▶ _Daftar Tugas_:
a. Sebutkan semua angka yang disertai satuan rupiah atau ton di dalam profil Low Tuck Kwong, termasuk judulnya.
b. Tuliskan lanjutan profil Low Tuck Kwong mulai setelah kalimat terakhirnya.

▶ _Kutipan Teks_:
____________

Profil Low Tuck Kwong, Orang Terkaya Kedua di Indonesia Berharta Rp187,8 Triliun

Jum'at, 09 Desember 2022 - 19:58 WIB
loading...
A A A
Selama tahun 1990-an produksi dalam negeri meroket dari 4,4 juta ton menjadi 80,9 juta ton, dibantu oleh kebijakan pro-penambang yang meningkatkan investasi. Pada November 1997, setelah berpengalaman satu dekade dan dengan kewarganegaraan Indonesia yang dibutuhkan (ia mendapatkannya pada tahun 1992), Low membeli konsesi pertamanya: Gunungbayan Pratamacoal, di Kalimantan Timur.

Produksi dimulai pada tahun 1998 —yang merupakan waktu yang suram untuk memulai bisnis di Indonesia, di tengah Krisis Keuangan Asia dan gejolak politik yang mencakup kerusuhan di Jakarta dan Soeharto yang didorong keluar dari kekuasaan.

____________

▶ _Cuplikan Item_:

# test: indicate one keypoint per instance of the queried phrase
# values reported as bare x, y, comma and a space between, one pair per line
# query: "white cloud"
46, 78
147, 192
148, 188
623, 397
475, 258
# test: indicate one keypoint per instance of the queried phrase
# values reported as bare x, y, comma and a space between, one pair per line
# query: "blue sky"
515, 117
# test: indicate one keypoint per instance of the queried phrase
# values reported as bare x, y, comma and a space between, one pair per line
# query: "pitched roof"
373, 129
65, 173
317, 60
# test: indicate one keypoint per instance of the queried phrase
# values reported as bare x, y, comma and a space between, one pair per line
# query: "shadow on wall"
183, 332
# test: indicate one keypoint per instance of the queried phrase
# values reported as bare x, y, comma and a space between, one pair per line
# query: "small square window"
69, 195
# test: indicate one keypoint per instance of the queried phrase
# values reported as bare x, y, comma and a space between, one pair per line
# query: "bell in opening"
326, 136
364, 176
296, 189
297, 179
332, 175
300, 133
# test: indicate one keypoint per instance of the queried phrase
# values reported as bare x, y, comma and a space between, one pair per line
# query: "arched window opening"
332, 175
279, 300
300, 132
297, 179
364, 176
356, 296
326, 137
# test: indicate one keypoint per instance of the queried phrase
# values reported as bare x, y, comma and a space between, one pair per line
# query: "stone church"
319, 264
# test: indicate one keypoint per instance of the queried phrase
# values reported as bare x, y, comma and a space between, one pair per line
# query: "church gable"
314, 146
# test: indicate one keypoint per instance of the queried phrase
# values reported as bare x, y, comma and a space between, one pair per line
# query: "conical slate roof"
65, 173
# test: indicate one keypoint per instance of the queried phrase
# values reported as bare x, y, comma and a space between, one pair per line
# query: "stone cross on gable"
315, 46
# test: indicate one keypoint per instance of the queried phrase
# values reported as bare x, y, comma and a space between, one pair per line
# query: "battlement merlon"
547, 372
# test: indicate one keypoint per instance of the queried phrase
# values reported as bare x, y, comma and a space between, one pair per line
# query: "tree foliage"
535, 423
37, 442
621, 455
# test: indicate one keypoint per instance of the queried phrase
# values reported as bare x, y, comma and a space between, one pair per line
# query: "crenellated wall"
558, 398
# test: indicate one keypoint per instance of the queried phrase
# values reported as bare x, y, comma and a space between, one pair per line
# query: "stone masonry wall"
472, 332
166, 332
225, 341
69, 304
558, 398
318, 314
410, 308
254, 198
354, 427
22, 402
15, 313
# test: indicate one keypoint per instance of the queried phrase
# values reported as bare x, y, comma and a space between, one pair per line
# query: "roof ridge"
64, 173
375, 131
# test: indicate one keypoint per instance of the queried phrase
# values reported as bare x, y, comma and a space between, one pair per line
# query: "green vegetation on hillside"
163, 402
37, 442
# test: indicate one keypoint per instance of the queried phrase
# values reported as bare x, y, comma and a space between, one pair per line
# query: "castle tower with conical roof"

____________

▶ _Jawaban Berurutan_:
a. Rp187,8 triliun, 4,4 juta ton, 80,9 juta ton

b.
Dengan pengiriman pertamanya, penambang kehilangan USD3 per ton karena harga yang merosot. "Perjalanan kami tidak mudah sejak awal. Orang-orang menertawakan kami (karena membeli tambang). Mereka bilang kami gila," kenang Low.

Saat itu ada hambatan logistik yang serius untuk penambangan di Kalimantan Timur yang kaya akan batu bara. Dibandingkan dengan tambang batu bara lainnya, Multi Harapan Utama, konsesi pertama Low dua kali lebih jauh dari pelabuhan di Balikpapan, dan tongkangnya harus menempuh perjalanan empat hari ke hilir.

(Juga dibutuhkan empat hari untuk melakukan perjalanan hilir dari Tabang, produsen utama Bayan saat ini, ke Balikpapan.) Bagi orang-orang untuk sampai ke Tabang dari Balikpapan memerlukan perjalanan helikopter hampir dua jam, atau sehari penuh melalui sungai dan jalan raya.

Meskipun ada hambatan, Low mempercayai firasatnya bahwa batubara Kalimantan Timur akan menguntungkan, lalu Ia memperluas dan mengakuisisi konsesi dan saham mayoritas di Dermaga Perkasapratama, operator Terminal Batubara Balikpapan, salah satu yang terbesar di Indonesia.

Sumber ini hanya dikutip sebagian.